[BEGIN ITEMS]
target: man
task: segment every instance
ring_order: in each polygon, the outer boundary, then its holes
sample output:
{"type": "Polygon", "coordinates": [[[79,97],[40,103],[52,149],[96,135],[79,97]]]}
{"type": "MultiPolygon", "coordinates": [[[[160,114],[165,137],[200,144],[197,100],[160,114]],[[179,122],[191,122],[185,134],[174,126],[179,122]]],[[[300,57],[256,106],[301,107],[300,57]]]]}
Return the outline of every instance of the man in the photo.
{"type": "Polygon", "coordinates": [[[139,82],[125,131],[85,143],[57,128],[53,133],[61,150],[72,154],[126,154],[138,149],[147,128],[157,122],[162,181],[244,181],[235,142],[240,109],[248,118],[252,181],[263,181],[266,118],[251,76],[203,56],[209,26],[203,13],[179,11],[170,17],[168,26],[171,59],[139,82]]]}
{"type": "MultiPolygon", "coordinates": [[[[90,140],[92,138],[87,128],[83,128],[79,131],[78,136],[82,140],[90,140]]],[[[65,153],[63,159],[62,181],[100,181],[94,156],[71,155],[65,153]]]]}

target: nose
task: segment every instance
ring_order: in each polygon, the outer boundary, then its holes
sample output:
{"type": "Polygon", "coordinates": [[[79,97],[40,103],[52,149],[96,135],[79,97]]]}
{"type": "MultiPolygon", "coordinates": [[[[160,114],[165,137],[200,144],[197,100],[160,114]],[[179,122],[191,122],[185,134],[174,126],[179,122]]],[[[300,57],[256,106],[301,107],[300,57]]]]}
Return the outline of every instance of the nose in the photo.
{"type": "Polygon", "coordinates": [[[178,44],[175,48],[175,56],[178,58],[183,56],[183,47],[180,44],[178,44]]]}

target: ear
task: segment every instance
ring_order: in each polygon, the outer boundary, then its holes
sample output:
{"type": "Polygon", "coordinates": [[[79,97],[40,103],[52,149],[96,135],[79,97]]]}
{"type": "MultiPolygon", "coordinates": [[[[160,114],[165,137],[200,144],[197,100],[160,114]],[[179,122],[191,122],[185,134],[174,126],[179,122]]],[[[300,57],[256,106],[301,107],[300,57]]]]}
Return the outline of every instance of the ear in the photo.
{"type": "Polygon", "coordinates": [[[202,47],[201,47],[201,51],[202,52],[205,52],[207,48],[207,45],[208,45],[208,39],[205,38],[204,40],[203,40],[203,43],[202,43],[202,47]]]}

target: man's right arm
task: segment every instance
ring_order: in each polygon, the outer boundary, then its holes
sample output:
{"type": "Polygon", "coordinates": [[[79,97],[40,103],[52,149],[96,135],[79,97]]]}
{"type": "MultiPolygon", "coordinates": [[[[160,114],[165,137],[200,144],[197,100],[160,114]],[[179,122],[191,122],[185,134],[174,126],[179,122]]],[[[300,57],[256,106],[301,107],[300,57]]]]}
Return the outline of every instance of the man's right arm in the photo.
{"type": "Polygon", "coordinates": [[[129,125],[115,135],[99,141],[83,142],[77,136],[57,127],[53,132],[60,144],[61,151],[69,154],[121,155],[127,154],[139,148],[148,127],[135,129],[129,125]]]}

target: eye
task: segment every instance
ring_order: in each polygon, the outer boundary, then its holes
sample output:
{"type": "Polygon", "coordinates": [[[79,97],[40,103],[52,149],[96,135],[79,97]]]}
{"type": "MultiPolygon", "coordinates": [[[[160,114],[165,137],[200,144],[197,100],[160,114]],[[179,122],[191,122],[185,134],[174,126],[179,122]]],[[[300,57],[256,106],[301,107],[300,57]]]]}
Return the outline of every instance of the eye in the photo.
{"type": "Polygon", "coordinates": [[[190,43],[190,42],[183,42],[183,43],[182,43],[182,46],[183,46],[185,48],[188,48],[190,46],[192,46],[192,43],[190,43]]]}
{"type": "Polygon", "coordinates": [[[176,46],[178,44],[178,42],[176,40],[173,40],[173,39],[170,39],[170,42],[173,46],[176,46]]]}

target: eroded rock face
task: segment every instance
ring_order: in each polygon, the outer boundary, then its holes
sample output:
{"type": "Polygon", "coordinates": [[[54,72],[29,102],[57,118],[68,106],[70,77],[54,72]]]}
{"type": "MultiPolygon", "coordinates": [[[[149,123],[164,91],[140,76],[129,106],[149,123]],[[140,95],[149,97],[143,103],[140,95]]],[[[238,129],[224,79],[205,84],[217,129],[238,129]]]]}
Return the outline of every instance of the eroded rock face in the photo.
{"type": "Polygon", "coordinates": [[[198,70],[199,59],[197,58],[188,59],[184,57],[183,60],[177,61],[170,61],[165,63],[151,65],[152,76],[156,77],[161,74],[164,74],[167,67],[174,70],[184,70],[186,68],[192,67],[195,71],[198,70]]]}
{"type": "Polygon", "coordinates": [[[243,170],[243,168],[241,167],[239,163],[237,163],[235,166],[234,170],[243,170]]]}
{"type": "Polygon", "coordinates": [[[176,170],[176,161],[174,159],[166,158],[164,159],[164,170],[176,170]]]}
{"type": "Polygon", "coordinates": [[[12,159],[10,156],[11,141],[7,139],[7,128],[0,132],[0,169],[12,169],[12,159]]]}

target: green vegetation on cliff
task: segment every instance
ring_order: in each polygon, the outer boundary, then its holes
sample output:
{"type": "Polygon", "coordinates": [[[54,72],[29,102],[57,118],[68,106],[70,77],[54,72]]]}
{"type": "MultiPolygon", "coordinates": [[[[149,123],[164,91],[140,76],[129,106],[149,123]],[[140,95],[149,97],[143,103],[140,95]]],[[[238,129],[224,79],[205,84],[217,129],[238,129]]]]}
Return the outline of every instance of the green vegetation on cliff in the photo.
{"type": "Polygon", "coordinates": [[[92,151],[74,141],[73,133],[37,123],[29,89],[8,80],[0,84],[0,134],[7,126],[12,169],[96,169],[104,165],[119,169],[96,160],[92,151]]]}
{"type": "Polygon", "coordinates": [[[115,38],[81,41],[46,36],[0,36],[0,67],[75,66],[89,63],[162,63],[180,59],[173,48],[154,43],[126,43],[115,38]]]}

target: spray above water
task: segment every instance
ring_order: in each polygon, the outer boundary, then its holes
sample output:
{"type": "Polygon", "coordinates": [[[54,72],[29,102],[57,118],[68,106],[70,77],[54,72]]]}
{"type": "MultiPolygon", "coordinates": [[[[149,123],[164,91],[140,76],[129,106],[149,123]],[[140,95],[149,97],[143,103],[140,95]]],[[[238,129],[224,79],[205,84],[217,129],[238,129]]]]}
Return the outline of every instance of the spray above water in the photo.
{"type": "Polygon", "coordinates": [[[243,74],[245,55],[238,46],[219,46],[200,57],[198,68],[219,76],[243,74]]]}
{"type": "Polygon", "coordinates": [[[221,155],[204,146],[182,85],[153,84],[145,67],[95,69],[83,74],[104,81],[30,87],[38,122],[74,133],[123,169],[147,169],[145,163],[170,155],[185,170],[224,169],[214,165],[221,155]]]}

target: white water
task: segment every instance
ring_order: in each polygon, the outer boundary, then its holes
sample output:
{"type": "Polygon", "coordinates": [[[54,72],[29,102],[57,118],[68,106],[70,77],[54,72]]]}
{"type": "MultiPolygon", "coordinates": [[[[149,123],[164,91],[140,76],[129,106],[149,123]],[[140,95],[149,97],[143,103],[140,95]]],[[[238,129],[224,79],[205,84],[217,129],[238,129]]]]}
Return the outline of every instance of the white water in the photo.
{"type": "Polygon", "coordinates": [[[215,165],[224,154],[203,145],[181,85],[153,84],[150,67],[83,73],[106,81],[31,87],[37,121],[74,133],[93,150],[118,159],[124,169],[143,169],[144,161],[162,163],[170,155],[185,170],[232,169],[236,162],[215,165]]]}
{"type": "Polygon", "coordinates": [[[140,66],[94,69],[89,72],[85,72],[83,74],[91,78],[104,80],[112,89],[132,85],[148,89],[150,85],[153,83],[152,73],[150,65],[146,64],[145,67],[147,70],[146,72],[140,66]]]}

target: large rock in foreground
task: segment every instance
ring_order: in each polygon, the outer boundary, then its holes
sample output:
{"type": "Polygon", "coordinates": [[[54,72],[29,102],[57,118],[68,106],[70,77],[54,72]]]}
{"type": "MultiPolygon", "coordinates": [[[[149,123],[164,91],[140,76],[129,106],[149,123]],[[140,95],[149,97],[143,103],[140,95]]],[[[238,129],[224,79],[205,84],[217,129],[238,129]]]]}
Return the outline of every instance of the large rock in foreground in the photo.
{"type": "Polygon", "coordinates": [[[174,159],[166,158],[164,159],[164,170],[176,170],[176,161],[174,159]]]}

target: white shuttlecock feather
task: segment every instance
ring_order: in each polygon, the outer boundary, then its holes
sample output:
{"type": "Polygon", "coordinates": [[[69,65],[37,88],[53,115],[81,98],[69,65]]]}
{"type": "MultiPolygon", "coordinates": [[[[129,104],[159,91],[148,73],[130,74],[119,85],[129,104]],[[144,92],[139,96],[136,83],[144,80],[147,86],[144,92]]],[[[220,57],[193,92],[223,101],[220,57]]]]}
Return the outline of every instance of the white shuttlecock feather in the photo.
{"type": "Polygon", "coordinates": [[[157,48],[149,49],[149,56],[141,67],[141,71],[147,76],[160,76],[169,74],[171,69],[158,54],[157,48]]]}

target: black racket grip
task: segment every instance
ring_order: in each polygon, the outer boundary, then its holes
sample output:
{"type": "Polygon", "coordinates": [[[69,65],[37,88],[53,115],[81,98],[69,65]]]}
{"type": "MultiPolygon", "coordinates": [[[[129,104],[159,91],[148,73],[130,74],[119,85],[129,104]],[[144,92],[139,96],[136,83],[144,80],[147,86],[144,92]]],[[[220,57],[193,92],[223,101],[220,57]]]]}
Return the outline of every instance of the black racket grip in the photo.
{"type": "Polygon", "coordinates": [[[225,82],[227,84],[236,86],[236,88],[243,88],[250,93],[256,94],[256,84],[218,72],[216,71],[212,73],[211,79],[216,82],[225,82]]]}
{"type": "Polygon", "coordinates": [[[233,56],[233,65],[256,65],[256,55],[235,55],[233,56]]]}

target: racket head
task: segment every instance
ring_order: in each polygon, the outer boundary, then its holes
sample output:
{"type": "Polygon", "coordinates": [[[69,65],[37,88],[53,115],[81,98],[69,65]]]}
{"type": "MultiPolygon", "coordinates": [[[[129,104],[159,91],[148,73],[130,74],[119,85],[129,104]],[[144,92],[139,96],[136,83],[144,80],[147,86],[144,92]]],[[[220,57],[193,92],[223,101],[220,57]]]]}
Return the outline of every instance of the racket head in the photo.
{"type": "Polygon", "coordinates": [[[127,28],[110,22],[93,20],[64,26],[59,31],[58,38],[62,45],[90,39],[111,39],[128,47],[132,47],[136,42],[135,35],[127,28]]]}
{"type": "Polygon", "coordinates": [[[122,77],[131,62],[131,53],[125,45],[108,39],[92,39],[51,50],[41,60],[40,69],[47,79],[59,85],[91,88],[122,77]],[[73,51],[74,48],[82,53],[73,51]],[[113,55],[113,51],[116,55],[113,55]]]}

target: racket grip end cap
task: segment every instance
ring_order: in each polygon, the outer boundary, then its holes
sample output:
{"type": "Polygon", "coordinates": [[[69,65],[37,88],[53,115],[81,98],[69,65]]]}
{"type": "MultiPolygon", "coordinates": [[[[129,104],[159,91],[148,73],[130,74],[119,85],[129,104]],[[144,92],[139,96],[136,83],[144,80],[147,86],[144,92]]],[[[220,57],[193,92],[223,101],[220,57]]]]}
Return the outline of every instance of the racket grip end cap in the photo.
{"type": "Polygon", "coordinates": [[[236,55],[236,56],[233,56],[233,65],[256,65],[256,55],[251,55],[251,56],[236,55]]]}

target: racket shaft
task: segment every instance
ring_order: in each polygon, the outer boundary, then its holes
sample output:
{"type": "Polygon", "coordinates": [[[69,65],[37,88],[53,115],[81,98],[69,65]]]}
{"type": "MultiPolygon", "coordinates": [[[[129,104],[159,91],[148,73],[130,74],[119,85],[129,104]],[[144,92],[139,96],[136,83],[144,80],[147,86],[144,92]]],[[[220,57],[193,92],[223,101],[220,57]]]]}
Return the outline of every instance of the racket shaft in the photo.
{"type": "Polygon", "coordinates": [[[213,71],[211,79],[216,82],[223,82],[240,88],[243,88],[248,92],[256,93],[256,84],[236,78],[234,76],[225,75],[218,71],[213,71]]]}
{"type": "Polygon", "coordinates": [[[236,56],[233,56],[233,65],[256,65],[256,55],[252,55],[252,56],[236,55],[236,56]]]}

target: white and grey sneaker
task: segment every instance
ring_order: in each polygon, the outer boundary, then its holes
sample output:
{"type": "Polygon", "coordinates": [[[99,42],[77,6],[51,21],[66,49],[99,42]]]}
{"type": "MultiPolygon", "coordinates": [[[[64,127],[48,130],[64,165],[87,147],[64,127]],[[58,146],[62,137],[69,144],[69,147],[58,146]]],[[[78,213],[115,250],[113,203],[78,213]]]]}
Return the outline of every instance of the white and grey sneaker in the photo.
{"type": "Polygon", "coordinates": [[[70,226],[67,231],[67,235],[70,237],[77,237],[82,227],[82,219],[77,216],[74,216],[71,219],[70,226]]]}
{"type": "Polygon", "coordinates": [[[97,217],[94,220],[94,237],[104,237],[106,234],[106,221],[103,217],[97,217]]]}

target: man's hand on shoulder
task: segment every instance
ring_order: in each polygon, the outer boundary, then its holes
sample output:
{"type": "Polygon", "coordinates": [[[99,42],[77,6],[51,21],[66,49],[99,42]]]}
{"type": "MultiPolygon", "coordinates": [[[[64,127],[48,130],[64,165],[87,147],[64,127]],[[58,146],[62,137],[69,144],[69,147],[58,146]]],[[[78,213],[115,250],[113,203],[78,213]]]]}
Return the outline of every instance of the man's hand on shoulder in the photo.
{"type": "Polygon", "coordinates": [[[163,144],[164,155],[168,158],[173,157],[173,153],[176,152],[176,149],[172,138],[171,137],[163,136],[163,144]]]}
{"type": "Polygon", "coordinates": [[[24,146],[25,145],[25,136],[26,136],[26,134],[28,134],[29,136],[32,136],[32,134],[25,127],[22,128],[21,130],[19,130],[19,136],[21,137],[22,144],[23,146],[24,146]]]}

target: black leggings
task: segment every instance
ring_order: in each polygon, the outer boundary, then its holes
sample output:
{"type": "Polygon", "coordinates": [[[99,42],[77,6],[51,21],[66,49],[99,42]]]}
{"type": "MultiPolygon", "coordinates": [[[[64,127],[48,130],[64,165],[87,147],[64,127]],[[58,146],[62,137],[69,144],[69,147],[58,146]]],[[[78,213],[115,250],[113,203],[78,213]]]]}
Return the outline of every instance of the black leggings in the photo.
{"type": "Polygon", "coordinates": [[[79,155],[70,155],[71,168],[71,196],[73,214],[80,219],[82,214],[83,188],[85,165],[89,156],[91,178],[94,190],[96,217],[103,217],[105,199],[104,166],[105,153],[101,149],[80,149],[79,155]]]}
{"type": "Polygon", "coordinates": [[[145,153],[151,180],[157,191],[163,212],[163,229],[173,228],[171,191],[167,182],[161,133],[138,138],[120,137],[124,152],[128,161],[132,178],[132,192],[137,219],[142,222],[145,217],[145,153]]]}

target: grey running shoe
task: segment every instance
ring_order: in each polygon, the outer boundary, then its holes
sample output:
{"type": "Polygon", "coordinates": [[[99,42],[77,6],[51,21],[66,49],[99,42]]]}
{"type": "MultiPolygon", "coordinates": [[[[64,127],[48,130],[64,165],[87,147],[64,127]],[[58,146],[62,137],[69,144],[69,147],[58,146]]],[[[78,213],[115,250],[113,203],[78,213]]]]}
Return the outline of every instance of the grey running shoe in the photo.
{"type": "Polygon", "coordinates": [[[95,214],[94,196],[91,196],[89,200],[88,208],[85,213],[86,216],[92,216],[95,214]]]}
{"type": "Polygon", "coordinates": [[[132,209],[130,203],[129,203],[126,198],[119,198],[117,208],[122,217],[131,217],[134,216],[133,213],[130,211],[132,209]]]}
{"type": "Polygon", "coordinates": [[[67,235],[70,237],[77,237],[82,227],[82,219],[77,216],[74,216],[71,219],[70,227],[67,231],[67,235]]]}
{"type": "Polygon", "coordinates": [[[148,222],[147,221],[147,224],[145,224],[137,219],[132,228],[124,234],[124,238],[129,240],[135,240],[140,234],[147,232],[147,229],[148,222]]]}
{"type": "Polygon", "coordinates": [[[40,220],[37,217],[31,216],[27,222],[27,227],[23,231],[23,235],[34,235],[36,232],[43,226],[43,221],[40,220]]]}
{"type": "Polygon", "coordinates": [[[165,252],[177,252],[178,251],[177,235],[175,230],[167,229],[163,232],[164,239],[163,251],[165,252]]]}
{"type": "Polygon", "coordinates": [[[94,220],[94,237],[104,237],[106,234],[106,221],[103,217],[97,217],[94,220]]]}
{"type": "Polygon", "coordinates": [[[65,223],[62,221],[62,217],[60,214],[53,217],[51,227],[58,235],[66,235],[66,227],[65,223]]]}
[END ITEMS]
EXERCISE:
From the line holding "target: grey running shoe" down to the final line above, quote every line exactly and only those lines.

RESULT FOR THIS EXERCISE:
target: grey running shoe
task: segment every instance
ring_order: in each polygon, the outer boundary, then its holes
sample output:
{"type": "Polygon", "coordinates": [[[99,42],[77,6],[51,21],[66,49],[99,42]]]}
{"type": "MultiPolygon", "coordinates": [[[[64,127],[48,130],[64,165],[87,147],[64,127]],[[58,146],[62,137],[69,144],[69,147],[58,146]]],[[[78,213],[115,250],[113,203],[78,213]]]]}
Return the outline of every instance of the grey running shoe in the photo.
{"type": "Polygon", "coordinates": [[[95,214],[94,196],[91,196],[89,200],[88,208],[85,213],[86,216],[92,216],[95,214]]]}
{"type": "Polygon", "coordinates": [[[132,209],[130,203],[129,203],[126,198],[119,198],[117,208],[122,217],[131,217],[134,216],[133,213],[130,211],[132,209]]]}
{"type": "Polygon", "coordinates": [[[67,235],[70,237],[77,237],[82,227],[82,219],[77,216],[74,216],[71,219],[70,227],[67,231],[67,235]]]}
{"type": "Polygon", "coordinates": [[[148,222],[147,221],[147,224],[145,224],[137,219],[132,228],[124,234],[124,238],[129,240],[135,240],[140,234],[147,232],[147,229],[148,222]]]}
{"type": "Polygon", "coordinates": [[[40,220],[37,217],[31,216],[27,222],[27,227],[23,231],[23,235],[34,235],[36,232],[43,226],[43,221],[40,220]]]}
{"type": "Polygon", "coordinates": [[[165,252],[177,252],[178,251],[177,235],[175,230],[167,229],[163,232],[164,239],[163,251],[165,252]]]}
{"type": "Polygon", "coordinates": [[[94,220],[94,237],[104,237],[106,234],[106,221],[103,217],[97,217],[94,220]]]}
{"type": "Polygon", "coordinates": [[[65,223],[62,221],[62,217],[60,214],[53,217],[51,227],[58,235],[66,235],[66,227],[65,223]]]}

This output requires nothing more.